DATA SECTION
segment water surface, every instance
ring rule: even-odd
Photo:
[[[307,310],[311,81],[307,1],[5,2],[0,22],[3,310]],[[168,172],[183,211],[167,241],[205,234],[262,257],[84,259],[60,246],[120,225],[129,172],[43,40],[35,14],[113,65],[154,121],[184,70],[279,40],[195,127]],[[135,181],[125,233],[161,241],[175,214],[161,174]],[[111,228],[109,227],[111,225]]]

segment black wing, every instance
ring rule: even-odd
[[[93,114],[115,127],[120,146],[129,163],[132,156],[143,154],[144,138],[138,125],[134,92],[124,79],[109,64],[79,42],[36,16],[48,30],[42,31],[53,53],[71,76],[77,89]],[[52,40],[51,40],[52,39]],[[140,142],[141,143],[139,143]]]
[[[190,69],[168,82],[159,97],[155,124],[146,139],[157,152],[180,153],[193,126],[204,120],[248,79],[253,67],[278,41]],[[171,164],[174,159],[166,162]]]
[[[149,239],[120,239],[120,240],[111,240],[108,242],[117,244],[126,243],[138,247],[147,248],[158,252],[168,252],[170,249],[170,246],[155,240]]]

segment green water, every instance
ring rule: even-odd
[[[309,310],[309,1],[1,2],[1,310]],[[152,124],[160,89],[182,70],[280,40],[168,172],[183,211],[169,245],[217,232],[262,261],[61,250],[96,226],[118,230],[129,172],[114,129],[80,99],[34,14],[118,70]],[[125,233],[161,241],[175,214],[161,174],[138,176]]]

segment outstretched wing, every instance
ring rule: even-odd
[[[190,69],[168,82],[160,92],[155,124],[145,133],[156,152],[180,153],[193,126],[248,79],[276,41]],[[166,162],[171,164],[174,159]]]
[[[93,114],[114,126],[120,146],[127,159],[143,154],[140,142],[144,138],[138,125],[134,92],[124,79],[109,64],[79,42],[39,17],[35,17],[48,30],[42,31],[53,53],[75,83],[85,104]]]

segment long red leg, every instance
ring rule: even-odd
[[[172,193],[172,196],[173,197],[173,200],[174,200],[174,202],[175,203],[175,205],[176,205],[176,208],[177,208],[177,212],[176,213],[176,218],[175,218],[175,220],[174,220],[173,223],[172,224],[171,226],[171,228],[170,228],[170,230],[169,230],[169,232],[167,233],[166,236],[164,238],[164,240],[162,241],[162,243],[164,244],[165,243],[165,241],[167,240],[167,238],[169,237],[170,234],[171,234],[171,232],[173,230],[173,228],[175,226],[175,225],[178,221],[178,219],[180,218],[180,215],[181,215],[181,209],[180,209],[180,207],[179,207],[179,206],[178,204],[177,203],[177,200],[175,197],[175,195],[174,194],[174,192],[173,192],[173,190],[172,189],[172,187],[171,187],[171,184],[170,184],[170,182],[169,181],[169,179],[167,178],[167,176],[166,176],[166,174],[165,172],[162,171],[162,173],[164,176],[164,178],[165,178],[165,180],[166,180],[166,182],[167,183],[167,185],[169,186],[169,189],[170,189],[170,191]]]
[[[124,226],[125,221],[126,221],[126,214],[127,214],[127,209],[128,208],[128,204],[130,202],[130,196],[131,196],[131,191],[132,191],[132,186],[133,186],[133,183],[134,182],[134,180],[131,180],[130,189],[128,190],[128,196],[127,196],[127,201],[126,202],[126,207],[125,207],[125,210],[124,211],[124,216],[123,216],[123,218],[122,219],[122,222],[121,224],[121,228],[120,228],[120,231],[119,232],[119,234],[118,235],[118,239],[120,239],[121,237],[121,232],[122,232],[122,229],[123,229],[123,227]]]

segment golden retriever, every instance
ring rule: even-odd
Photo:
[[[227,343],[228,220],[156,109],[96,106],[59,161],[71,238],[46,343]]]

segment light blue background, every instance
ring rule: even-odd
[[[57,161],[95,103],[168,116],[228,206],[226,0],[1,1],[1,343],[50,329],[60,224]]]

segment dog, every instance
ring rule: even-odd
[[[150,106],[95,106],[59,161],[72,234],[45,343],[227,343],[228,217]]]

REQUIREMENTS
Write out all of the lines above word for word and character for character, changing nothing.

REPLY
segment water surface, every instance
ring rule: even-odd
Photo:
[[[307,310],[311,81],[307,1],[5,2],[0,22],[3,310]],[[168,172],[183,211],[167,241],[205,234],[262,257],[84,259],[60,246],[120,225],[129,172],[43,40],[35,14],[113,65],[154,121],[184,70],[279,40],[195,127]],[[135,181],[125,233],[161,241],[175,214],[161,174]],[[111,228],[109,227],[111,225]]]

segment black wing, every instance
ring rule: even-odd
[[[93,114],[115,127],[120,146],[129,163],[132,156],[143,154],[144,138],[138,125],[134,92],[124,79],[109,64],[79,42],[36,16],[48,30],[42,31],[53,53],[71,76],[77,89]],[[52,40],[51,40],[52,39]],[[140,142],[141,143],[139,143]]]
[[[190,69],[168,82],[159,97],[155,124],[146,139],[157,152],[180,153],[193,126],[204,120],[248,79],[253,67],[278,41]],[[171,164],[174,159],[166,162]]]
[[[149,239],[120,239],[120,240],[111,240],[108,242],[117,244],[126,243],[138,247],[147,248],[158,252],[168,252],[170,249],[170,246],[155,240]]]

segment green water, every instance
ring rule: even-odd
[[[309,310],[309,1],[1,2],[1,310]],[[152,124],[160,89],[182,70],[280,40],[168,172],[183,211],[169,245],[217,232],[262,261],[61,250],[96,226],[118,230],[129,172],[114,129],[80,99],[34,14],[118,70]],[[125,233],[161,241],[175,214],[161,174],[138,176]]]

segment outstretched wing, every instance
ring rule: even-odd
[[[190,69],[168,82],[160,92],[155,124],[145,133],[156,152],[180,153],[193,126],[248,79],[276,41]],[[166,162],[171,164],[174,159]]]
[[[93,114],[114,126],[120,146],[127,159],[143,154],[140,142],[144,138],[138,125],[134,92],[124,79],[109,64],[79,42],[39,17],[35,17],[48,30],[42,31],[53,53],[75,83],[85,104]]]

segment long red leg, every instance
ring rule: even-odd
[[[172,193],[172,196],[173,197],[173,200],[174,200],[174,202],[175,203],[175,205],[176,205],[176,208],[177,208],[177,212],[176,213],[176,218],[175,218],[175,220],[174,220],[173,223],[172,224],[171,226],[171,228],[170,228],[170,230],[169,230],[169,232],[167,233],[166,236],[164,238],[164,240],[162,241],[162,243],[164,244],[165,243],[165,241],[167,240],[167,238],[169,237],[170,234],[171,234],[171,232],[173,230],[173,228],[175,226],[175,225],[178,221],[178,219],[180,218],[180,215],[181,215],[181,209],[180,209],[180,207],[179,207],[179,206],[178,204],[177,203],[177,200],[175,197],[175,195],[174,194],[174,192],[173,192],[173,190],[172,189],[172,187],[171,187],[171,184],[170,184],[170,182],[169,181],[169,179],[167,178],[167,176],[166,176],[166,174],[165,172],[162,171],[162,173],[164,176],[164,178],[165,178],[165,180],[166,180],[166,182],[167,183],[167,185],[169,186],[169,189],[170,189],[170,191]]]
[[[124,226],[125,221],[126,221],[126,214],[127,214],[127,209],[128,208],[128,204],[130,202],[130,196],[131,196],[131,191],[132,191],[132,186],[133,186],[133,183],[134,182],[134,180],[131,180],[130,189],[128,190],[128,196],[127,196],[127,201],[126,202],[126,207],[125,207],[125,210],[124,211],[124,216],[123,216],[123,218],[122,219],[122,222],[121,224],[121,228],[120,228],[120,231],[119,232],[119,234],[118,235],[118,239],[120,239],[121,237],[121,232],[122,232],[122,229],[123,229],[123,227]]]

segment golden retriever, every instance
ring rule: even-odd
Photo:
[[[227,343],[228,220],[156,109],[96,106],[59,161],[71,238],[46,343]]]

segment light blue background, every instance
ring rule: even-odd
[[[57,161],[95,103],[168,116],[228,206],[226,0],[1,1],[1,343],[50,329],[60,224]]]

segment dog, every instance
ring rule: even-odd
[[[150,106],[95,106],[59,161],[72,234],[45,343],[227,343],[228,217]]]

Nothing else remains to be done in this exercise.